** start Data shown **

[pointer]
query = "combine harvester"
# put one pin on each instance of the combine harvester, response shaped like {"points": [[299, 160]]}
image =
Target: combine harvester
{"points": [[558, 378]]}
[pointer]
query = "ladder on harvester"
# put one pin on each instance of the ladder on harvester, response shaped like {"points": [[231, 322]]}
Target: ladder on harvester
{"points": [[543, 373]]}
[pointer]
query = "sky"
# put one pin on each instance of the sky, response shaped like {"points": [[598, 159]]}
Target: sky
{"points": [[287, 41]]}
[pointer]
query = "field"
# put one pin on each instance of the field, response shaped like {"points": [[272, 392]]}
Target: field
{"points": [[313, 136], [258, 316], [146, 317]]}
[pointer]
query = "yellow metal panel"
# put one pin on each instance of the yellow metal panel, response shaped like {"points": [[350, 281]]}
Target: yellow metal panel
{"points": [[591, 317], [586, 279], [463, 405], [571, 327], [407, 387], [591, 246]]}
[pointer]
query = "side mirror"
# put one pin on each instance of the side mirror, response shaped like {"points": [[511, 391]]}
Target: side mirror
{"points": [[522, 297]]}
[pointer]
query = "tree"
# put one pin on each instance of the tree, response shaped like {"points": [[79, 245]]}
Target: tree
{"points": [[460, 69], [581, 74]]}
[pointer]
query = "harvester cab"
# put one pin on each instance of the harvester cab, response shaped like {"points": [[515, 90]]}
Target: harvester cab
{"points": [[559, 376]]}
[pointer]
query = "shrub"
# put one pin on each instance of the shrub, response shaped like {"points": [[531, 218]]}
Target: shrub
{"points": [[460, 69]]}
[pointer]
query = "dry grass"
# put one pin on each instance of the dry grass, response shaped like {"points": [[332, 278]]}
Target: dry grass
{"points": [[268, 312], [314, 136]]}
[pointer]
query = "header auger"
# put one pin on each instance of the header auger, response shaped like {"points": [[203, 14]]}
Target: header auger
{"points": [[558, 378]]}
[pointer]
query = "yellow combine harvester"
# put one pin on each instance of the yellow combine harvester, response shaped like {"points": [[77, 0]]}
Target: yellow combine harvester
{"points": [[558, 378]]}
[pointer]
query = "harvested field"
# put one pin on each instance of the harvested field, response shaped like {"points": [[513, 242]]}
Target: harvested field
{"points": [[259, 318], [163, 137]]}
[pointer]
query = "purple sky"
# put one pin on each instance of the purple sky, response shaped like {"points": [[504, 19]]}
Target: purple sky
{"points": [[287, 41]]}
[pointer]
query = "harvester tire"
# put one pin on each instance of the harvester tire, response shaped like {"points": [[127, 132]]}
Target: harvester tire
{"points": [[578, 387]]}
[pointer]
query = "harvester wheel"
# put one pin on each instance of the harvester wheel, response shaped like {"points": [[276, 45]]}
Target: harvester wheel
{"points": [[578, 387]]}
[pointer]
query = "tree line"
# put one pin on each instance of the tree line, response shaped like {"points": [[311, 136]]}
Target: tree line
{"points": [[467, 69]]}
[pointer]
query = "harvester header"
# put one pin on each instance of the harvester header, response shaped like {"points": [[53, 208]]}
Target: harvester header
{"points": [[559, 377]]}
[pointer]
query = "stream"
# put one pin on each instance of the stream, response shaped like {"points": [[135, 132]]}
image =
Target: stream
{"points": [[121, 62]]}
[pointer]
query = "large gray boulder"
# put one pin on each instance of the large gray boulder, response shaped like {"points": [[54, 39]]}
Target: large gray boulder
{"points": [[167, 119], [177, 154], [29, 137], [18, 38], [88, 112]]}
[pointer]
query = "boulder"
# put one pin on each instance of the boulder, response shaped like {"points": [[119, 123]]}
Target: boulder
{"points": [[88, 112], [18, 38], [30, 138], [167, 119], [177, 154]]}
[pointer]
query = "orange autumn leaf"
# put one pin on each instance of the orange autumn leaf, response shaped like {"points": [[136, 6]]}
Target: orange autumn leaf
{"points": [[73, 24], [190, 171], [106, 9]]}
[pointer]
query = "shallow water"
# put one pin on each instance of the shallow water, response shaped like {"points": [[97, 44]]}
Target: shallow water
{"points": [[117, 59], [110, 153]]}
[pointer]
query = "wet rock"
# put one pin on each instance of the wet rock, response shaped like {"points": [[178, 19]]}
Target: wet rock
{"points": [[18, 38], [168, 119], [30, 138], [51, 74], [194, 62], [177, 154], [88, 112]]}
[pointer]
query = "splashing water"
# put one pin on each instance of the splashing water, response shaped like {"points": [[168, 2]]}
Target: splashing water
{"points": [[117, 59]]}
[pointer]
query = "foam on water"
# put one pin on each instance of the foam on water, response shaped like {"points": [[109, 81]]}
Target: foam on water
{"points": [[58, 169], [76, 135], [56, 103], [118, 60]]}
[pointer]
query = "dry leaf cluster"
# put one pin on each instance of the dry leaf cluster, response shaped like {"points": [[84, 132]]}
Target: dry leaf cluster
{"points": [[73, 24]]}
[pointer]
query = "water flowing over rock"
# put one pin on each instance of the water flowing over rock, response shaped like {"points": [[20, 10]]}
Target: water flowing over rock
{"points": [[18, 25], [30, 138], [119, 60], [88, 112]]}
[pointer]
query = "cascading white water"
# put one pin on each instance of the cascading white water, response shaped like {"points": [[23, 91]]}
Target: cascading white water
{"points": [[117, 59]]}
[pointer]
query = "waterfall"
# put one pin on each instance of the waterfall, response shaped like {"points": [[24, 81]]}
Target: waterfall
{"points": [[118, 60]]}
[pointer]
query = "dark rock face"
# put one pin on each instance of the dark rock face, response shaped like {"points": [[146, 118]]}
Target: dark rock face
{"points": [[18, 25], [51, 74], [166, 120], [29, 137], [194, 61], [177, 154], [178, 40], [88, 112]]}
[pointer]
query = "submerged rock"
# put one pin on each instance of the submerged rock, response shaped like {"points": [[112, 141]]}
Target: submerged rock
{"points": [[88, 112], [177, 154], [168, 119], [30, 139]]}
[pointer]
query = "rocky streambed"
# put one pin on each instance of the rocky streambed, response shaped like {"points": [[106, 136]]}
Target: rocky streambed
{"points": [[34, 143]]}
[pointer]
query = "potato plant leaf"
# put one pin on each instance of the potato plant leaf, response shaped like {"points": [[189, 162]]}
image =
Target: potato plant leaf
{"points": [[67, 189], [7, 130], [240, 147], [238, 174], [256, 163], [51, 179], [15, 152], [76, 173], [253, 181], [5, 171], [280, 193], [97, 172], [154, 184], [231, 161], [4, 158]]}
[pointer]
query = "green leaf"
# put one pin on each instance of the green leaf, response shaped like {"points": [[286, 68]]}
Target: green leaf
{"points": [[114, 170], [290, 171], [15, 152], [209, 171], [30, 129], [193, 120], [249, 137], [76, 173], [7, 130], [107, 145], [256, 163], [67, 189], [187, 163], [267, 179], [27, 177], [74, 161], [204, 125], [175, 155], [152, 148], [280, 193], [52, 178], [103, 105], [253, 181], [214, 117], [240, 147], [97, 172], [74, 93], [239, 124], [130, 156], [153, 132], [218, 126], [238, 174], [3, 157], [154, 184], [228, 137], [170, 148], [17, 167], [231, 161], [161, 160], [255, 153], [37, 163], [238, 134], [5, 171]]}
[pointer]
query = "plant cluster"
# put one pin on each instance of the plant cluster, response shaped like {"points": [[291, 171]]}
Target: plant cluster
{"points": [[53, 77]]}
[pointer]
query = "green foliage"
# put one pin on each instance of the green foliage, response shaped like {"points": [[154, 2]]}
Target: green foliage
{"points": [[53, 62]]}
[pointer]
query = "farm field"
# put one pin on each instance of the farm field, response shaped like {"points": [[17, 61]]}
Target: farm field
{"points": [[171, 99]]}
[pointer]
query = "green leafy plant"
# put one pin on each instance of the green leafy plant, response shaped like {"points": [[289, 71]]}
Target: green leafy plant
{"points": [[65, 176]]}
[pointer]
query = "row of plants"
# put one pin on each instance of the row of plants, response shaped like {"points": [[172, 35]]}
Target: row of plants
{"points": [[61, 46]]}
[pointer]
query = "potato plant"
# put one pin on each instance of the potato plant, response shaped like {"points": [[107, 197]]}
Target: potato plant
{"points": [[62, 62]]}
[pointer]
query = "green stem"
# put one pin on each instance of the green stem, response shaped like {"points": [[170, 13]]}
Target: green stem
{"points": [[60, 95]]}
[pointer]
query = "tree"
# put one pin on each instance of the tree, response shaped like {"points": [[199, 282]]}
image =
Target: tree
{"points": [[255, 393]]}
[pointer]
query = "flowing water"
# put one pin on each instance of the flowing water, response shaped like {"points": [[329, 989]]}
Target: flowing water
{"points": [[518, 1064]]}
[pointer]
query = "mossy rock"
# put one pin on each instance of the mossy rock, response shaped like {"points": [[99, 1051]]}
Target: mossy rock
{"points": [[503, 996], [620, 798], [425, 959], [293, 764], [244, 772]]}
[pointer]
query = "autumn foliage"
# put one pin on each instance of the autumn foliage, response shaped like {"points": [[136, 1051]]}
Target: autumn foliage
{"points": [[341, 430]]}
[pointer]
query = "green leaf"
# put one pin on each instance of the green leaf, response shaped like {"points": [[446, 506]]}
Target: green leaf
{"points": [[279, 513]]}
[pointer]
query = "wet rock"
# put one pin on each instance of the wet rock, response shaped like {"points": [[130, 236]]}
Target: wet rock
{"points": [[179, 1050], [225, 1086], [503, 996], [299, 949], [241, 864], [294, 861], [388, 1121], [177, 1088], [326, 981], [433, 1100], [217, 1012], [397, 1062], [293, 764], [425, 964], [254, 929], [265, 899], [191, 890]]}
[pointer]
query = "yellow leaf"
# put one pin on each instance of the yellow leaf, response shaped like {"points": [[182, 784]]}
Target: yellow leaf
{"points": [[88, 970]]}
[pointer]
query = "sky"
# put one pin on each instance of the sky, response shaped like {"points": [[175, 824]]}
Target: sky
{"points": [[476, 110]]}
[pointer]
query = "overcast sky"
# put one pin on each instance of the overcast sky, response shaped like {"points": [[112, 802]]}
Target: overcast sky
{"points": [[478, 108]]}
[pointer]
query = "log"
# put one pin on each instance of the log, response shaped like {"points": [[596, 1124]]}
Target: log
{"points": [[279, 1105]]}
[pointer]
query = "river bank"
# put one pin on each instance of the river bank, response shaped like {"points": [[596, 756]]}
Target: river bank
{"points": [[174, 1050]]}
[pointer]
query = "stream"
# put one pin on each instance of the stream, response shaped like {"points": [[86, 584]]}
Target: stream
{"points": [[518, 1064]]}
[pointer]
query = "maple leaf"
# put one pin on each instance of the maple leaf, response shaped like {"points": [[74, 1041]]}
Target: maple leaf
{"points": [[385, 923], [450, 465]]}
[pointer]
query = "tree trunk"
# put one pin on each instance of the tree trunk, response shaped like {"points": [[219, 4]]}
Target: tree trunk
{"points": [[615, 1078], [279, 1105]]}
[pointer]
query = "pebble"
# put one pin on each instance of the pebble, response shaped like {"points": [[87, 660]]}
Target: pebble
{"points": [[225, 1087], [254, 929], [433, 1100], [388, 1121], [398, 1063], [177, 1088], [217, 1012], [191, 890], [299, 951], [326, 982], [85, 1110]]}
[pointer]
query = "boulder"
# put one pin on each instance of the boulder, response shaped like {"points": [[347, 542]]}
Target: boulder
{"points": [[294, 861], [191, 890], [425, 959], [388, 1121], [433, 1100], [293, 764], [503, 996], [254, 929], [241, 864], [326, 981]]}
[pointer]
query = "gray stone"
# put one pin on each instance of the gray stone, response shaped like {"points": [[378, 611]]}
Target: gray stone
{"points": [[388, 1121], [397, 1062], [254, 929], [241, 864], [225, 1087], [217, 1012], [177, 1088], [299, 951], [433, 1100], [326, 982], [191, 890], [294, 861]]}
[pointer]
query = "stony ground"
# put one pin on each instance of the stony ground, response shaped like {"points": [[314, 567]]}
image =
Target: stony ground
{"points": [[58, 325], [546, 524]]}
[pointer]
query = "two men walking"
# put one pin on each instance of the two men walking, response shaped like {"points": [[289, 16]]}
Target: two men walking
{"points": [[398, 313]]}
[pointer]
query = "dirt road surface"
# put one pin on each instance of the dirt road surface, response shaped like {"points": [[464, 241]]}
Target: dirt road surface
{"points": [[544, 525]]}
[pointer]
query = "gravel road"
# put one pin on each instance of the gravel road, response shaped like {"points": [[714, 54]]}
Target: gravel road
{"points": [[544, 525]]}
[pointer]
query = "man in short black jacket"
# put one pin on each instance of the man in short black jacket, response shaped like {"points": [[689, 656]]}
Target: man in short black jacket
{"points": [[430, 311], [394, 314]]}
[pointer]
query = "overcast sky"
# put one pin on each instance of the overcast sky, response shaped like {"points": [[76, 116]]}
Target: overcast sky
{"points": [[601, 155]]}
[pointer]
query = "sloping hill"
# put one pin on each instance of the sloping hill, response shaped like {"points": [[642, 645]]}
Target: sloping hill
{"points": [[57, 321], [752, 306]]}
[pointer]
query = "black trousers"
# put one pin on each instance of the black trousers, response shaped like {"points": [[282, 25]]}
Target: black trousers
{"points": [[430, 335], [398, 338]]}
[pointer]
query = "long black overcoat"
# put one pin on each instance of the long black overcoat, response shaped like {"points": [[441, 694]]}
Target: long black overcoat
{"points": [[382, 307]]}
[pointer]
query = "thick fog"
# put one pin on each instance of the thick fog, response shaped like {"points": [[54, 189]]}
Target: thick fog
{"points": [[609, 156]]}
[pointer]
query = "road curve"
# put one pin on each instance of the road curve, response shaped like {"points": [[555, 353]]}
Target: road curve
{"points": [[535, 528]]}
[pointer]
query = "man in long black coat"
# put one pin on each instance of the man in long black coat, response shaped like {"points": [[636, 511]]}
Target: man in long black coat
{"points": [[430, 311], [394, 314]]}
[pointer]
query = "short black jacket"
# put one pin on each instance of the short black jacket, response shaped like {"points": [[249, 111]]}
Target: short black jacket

** end Data shown **

Exercise instructions
Locate every line in the material above that contains the string "dirt", matching case exactly, and copy each of those lines.

Answer in full
query = "dirt road surface"
# put one pin on each instance of the dirt road surface, response shaped like {"points": [[464, 241]]}
Target: dirt road surface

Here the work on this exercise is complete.